- _Work to be completed_: Your job is to copy every record exactly.

========================================================================

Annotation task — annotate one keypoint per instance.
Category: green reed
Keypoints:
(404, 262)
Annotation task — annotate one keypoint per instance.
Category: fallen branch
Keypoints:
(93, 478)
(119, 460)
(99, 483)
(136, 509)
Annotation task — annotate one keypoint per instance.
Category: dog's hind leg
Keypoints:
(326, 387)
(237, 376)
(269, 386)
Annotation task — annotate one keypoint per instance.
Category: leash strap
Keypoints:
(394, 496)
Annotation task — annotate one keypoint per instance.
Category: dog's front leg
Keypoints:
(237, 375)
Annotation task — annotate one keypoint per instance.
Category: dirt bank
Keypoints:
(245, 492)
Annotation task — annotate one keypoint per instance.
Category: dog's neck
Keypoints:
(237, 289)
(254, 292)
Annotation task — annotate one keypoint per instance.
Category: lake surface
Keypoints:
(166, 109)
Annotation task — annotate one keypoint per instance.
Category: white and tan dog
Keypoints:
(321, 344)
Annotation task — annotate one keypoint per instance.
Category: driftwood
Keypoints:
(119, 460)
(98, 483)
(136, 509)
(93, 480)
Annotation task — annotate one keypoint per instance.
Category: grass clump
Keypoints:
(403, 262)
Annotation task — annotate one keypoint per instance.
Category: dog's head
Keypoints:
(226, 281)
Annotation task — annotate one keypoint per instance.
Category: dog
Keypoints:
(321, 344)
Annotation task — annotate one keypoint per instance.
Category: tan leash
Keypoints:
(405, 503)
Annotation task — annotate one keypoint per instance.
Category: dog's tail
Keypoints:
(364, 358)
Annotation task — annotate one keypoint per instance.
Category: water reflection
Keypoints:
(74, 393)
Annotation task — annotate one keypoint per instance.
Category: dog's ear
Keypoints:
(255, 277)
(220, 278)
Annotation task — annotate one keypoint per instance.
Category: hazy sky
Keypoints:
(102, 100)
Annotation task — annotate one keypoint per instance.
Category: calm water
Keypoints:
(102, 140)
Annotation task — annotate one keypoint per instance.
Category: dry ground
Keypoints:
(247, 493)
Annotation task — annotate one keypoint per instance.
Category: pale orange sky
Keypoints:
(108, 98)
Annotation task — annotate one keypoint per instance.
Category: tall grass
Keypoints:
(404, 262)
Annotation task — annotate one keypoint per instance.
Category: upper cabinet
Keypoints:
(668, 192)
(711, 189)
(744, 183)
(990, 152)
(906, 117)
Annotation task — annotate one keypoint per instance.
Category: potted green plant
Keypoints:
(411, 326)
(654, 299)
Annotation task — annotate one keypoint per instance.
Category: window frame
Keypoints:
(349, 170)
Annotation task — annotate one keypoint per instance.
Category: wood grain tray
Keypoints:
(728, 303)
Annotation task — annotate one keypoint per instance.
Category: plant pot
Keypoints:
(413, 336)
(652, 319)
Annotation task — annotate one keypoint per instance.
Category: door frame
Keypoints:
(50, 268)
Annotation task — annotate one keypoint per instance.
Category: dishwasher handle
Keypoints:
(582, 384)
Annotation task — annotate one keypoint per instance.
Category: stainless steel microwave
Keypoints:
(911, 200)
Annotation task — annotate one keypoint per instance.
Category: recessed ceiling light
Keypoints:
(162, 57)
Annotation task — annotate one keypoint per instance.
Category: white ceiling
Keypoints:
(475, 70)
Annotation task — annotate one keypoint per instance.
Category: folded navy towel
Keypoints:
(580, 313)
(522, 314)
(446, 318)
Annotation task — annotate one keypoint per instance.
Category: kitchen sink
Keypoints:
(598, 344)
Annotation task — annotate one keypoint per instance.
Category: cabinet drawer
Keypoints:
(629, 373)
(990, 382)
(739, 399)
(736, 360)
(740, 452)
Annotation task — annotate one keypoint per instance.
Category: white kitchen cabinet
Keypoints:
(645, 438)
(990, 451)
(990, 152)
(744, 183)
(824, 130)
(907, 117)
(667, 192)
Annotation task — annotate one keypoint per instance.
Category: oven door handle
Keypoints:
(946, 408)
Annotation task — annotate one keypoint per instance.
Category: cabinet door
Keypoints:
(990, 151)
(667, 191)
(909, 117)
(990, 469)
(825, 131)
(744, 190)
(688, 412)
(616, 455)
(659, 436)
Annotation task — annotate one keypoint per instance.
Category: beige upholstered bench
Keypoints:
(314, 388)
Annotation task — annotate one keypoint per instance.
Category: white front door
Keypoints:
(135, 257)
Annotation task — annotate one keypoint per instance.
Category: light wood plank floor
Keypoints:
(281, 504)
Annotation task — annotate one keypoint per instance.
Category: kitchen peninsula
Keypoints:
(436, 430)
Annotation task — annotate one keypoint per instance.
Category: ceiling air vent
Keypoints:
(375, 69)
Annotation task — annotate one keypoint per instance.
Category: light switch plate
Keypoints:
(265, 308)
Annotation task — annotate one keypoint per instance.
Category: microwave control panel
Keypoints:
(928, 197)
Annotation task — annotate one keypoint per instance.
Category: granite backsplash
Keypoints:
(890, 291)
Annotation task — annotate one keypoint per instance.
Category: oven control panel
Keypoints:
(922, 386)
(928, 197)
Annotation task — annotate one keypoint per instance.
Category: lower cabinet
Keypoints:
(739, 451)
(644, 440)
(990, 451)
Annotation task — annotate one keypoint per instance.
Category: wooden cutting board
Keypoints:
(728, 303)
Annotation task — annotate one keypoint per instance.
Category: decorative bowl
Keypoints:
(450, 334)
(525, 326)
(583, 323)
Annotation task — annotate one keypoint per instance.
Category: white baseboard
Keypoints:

========================================================================

- _Answer space_:
Annotation task — annotate one keypoint per instance.
Category: green reed
Keypoints:
(404, 262)
Annotation task — annotate one keypoint per instance.
Category: fallen branch
Keypoints:
(93, 478)
(119, 460)
(99, 483)
(136, 509)
Annotation task — annotate one keypoint per instance.
Category: dog's hind leg
Keypoints:
(326, 387)
(237, 376)
(269, 386)
Annotation task — annotate one keypoint per instance.
Category: leash strap
Keypoints:
(394, 496)
Annotation task — annotate one keypoint per instance.
Category: dog's front leg
Keypoints:
(237, 375)
Annotation task — annotate one keypoint per instance.
Category: dirt bank
Keypoints:
(245, 492)
Annotation task — annotate one keypoint per instance.
Category: dog's neck
Keypoints:
(237, 289)
(254, 292)
Annotation task — annotate one keypoint per instance.
Category: lake surface
Keypoints:
(166, 109)
Annotation task — annotate one keypoint per instance.
Category: white and tan dog
Keypoints:
(321, 344)
Annotation task — annotate one keypoint per instance.
Category: driftwood
Keypoints:
(119, 460)
(98, 483)
(136, 509)
(93, 480)
Annotation task — annotate one keypoint per instance.
Category: grass clump
Keypoints:
(403, 262)
Annotation task — annotate one keypoint per instance.
Category: dog's head
Keypoints:
(226, 281)
Annotation task — annotate one keypoint per instance.
Category: dog
Keypoints:
(321, 344)
Annotation task — annotate one keypoint per instance.
Category: tan leash
Keypoints:
(405, 503)
Annotation task — annotate one keypoint per instance.
Category: dog's tail
Keypoints:
(364, 358)
Annotation task — annotate one keypoint per instance.
Category: water reflection
Keypoints:
(74, 393)
Annotation task — annotate one keypoint per instance.
Category: dog's ear
Keypoints:
(255, 277)
(220, 278)
Annotation task — annotate one keypoint per instance.
Category: hazy sky
Keypoints:
(102, 100)
Annotation task — annotate one keypoint per instance.
Category: calm water
Keypoints:
(102, 140)
Annotation task — annotate one keypoint per instance.
Category: dry ground
Keypoints:
(247, 493)
Annotation task — annotate one keypoint per instance.
Category: pale orange sky
Keypoints:
(108, 98)
Annotation task — annotate one keypoint per instance.
Category: tall grass
Keypoints:
(404, 262)
Annotation task — annotate one keypoint per instance.
Category: upper cabinet
Keypoints:
(668, 192)
(711, 189)
(744, 183)
(990, 152)
(906, 117)
Annotation task — annotate one keypoint per instance.
Category: potted green plant
Keypoints:
(411, 326)
(654, 299)
Annotation task — annotate one keypoint per instance.
Category: window frame
Keypoints:
(349, 170)
Annotation task — annotate one keypoint per instance.
Category: wood grain tray
Keypoints:
(728, 303)
Annotation task — annotate one keypoint per instance.
Category: plant pot
Keypoints:
(413, 336)
(652, 319)
Annotation task — annotate one keypoint per instance.
Category: door frame
Keypoints:
(50, 268)
Annotation task — annotate one keypoint per instance.
Category: dishwasher handle
Keypoints:
(582, 384)
Annotation task — annotate one keypoint per instance.
Category: stainless steel microwave
Keypoints:
(911, 200)
Annotation task — annotate one keypoint per instance.
Category: recessed ceiling light
Keypoints:
(162, 57)
Annotation task — annotate one keypoint per instance.
Category: white ceiling
Keypoints:
(475, 70)
Annotation task — annotate one keypoint per instance.
Category: folded navy towel
Keypoints:
(580, 313)
(522, 314)
(446, 318)
Annotation task — annotate one keypoint per instance.
Category: kitchen sink
Keypoints:
(598, 344)
Annotation task — annotate one keypoint per instance.
Category: cabinet drawer
Keypoints:
(629, 373)
(990, 382)
(739, 399)
(736, 360)
(740, 452)
Annotation task — annotate one keypoint per instance.
Category: white kitchen cabinet
Keypoints:
(645, 438)
(990, 451)
(990, 152)
(744, 183)
(824, 130)
(907, 117)
(667, 192)
Annotation task — annotate one keypoint per instance.
Category: oven door handle
Keypoints:
(946, 408)
Annotation task — annotate one keypoint per instance.
Category: cabinet door
Keypoints:
(990, 151)
(667, 191)
(909, 117)
(990, 469)
(825, 131)
(744, 190)
(688, 412)
(616, 455)
(659, 436)
Annotation task — annotate one keypoint per instance.
Category: beige upholstered bench
Keypoints:
(314, 388)
Annotation task — annotate one keypoint per instance.
Category: white front door
Keypoints:
(135, 257)
Annotation task — annotate one keypoint per instance.
Category: light wood plank floor
Keypoints:
(281, 504)
Annotation task — annotate one keypoint per instance.
Category: kitchen peninsula
Keypoints:
(436, 430)
Annotation task — annotate one keypoint per instance.
Category: ceiling air vent
Keypoints:
(375, 69)
Annotation task — annotate one keypoint per instance.
Category: light switch plate
Keypoints:
(265, 308)
Annotation task — annotate one keypoint per instance.
Category: microwave control panel
Keypoints:
(928, 197)
Annotation task — annotate one keypoint per instance.
Category: granite backsplash
Keypoints:
(890, 291)
Annotation task — annotate one keypoint per instance.
Category: oven control panel
Keypoints:
(922, 386)
(928, 197)
Annotation task — annotate one keypoint per instance.
Category: lower cabinet
Keypoints:
(739, 451)
(644, 440)
(990, 451)
Annotation task — annotate one keypoint per instance.
Category: wooden cutting board
Keypoints:
(728, 303)
Annotation task — annotate one keypoint per instance.
Category: decorative bowl
Keypoints:
(450, 334)
(525, 326)
(583, 323)
Annotation task — annotate one keypoint per instance.
Category: white baseboard
Keypoints:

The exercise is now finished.